● **Supplied information**:

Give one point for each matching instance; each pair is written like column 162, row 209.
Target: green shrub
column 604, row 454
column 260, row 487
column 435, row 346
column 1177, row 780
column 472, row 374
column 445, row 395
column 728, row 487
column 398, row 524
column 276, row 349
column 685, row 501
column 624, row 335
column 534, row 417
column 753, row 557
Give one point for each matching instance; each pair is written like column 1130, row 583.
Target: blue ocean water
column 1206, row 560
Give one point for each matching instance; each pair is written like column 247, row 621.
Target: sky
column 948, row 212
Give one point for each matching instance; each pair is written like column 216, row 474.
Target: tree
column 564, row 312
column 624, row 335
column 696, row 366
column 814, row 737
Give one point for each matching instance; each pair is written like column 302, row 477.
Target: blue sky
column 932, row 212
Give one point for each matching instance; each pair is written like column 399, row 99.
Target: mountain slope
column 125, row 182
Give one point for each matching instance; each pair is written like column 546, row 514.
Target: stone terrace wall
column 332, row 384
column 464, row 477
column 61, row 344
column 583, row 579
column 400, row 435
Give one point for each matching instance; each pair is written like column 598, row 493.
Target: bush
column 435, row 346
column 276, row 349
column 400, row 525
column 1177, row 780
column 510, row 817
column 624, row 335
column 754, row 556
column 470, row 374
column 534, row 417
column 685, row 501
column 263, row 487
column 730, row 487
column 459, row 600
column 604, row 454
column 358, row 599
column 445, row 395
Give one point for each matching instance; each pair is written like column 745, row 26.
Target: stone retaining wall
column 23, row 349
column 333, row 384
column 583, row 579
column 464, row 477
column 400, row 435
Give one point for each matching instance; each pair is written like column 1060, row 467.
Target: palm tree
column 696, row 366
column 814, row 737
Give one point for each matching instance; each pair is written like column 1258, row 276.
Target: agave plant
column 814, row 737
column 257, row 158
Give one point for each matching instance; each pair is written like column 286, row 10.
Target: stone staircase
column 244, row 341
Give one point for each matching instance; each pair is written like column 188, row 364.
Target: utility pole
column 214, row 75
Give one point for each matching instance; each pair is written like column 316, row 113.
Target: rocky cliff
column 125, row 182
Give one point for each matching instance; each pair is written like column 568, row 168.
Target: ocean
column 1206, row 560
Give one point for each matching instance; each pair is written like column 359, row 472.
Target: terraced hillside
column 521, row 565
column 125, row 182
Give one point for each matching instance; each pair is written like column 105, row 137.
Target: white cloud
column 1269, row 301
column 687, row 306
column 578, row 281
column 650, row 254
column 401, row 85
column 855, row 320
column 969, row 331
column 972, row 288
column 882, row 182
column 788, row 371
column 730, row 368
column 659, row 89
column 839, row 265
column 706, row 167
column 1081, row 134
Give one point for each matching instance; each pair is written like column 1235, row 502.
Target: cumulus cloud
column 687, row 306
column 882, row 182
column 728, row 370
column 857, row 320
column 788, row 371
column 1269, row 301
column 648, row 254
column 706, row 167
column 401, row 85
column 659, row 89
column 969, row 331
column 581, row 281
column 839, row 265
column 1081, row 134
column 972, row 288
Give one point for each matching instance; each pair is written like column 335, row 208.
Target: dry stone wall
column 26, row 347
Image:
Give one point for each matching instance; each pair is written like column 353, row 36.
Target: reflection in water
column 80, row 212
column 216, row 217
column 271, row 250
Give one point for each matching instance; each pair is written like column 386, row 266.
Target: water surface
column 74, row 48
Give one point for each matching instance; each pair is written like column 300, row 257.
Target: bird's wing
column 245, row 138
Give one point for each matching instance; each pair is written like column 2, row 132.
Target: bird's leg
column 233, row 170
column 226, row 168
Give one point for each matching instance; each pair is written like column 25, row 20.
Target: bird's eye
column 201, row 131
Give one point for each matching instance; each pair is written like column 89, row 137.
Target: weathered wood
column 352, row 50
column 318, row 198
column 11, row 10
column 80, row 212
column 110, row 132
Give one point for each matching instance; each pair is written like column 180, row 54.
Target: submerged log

● **Exercise prompt**: Reproduce the entire listing above verbatim, from its first line to its last.

● **Exercise output**:
Give one point for each matching instance; each pair is written like column 162, row 209.
Target: green shrub
column 604, row 454
column 260, row 487
column 435, row 346
column 1177, row 780
column 472, row 374
column 445, row 395
column 728, row 487
column 398, row 524
column 276, row 349
column 685, row 501
column 624, row 335
column 534, row 417
column 753, row 557
Give one point for each matching instance; each pair is written like column 1130, row 583.
Target: blue ocean water
column 1206, row 560
Give one point for each matching instance; each pair is written like column 247, row 621.
Target: sky
column 948, row 212
Give one point for each matching instance; each pair is written like column 216, row 474.
Target: tree
column 564, row 312
column 624, row 335
column 696, row 366
column 814, row 737
Give one point for each matching instance; each pair is written like column 302, row 477.
Target: blue sky
column 932, row 212
Give one point for each matching instance; each pair is written like column 399, row 99.
Target: mountain slope
column 125, row 182
Give one point for each matching instance; each pair is written like column 546, row 514.
Target: stone terrace wall
column 332, row 384
column 464, row 477
column 61, row 344
column 583, row 579
column 400, row 435
Give one point for each matching instance; each pair is written like column 598, row 493.
Target: bush
column 435, row 346
column 276, row 349
column 400, row 525
column 1177, row 780
column 510, row 817
column 624, row 335
column 754, row 556
column 470, row 374
column 534, row 417
column 685, row 501
column 263, row 487
column 730, row 487
column 459, row 600
column 604, row 454
column 358, row 599
column 445, row 395
Give one point for each matching instance; each pair is written like column 745, row 26.
Target: stone retaining wall
column 23, row 349
column 333, row 384
column 583, row 579
column 464, row 477
column 400, row 435
Give one point for each matching instance; each pair is written like column 1060, row 467.
Target: palm tree
column 696, row 366
column 814, row 737
Give one point for each matching instance; each pair is written like column 1258, row 276.
Target: agave plant
column 814, row 737
column 257, row 158
Give one point for each matching instance; each pair is written like column 286, row 10.
Target: stone staircase
column 244, row 341
Give one point for each matching instance; each pair is written like column 188, row 364.
Target: utility pole
column 214, row 75
Give one point for each matching instance; each pair is written like column 316, row 113.
Target: rocky cliff
column 125, row 182
Give one point for each matching instance; each pair is written like column 568, row 168.
Target: ocean
column 1206, row 560
Give one point for each matching instance; each pair is written like column 359, row 472.
Target: terraced hillside
column 521, row 565
column 125, row 182
Give one point for each matching instance; each pair is written like column 105, row 137.
Target: white cloud
column 1269, row 301
column 687, row 306
column 578, row 281
column 650, row 254
column 401, row 85
column 855, row 320
column 969, row 331
column 972, row 288
column 882, row 182
column 788, row 371
column 730, row 368
column 659, row 89
column 839, row 265
column 706, row 167
column 1081, row 134
Give one point for each matching instance; each pair is written like column 1235, row 502.
Target: cumulus cloud
column 687, row 306
column 882, row 182
column 728, row 370
column 857, row 320
column 788, row 371
column 1269, row 301
column 648, row 254
column 706, row 167
column 401, row 85
column 659, row 89
column 969, row 331
column 581, row 281
column 839, row 265
column 1081, row 134
column 972, row 288
Give one point for each matching instance; each pair is written like column 335, row 208.
Target: dry stone wall
column 26, row 347
Image:
Give one point for each matching instance; each pair is written like column 353, row 36.
Target: reflection in water
column 80, row 212
column 216, row 217
column 271, row 250
Give one point for each matching instance; each pair is written like column 386, row 266.
Target: water surface
column 74, row 48
Give one point for each matching instance; each pair is written like column 300, row 257.
Target: bird's wing
column 245, row 138
Give one point for each matching instance; each pair is written like column 2, row 132.
Target: bird's leg
column 233, row 170
column 226, row 168
Give one point for each matching instance; each pair is written like column 25, row 20.
Target: bird's eye
column 201, row 131
Give one point for each matching instance; each pair is written like column 89, row 137.
Target: weathered wood
column 352, row 50
column 318, row 198
column 11, row 10
column 80, row 212
column 110, row 132
Give one point for each matching instance; each pair is written like column 180, row 54.
Target: submerged log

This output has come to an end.